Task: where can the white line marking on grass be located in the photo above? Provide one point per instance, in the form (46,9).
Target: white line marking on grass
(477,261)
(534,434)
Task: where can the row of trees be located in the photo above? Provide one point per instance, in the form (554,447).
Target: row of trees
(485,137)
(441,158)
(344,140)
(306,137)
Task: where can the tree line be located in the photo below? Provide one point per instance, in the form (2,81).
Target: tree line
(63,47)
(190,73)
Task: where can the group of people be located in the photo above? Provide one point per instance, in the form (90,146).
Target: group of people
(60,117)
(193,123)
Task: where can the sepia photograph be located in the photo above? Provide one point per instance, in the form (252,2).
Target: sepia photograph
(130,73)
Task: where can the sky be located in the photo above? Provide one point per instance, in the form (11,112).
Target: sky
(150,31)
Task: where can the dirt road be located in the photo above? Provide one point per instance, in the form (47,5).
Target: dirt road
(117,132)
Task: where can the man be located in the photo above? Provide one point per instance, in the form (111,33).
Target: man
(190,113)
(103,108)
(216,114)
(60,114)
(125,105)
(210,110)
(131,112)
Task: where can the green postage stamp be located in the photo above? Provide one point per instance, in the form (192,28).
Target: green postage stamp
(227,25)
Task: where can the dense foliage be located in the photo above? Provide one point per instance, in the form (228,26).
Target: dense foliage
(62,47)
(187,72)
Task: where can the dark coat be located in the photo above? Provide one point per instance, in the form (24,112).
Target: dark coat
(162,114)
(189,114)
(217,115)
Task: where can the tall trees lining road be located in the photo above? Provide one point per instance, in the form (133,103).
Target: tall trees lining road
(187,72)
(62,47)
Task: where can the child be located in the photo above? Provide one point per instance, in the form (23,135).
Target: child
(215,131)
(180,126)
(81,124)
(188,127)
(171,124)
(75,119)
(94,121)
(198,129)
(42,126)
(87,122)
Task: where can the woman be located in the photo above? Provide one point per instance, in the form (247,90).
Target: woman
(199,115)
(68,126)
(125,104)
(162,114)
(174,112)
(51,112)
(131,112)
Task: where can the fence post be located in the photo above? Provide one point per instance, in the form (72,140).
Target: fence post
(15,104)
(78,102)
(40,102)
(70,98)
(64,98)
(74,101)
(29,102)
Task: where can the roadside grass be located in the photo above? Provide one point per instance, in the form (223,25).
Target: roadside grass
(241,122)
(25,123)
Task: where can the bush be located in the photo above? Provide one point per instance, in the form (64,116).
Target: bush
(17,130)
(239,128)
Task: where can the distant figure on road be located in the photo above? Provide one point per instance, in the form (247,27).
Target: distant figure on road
☆ ☆ ☆ ☆ ☆
Goal of the exercise →
Wherever a line holds the word "distant", copy that line out of the entries above.

Task solution →
Task: where can the distant figure on road be located in the photo above? Provide one point per instance, in the form (247,27).
Target: distant figure on road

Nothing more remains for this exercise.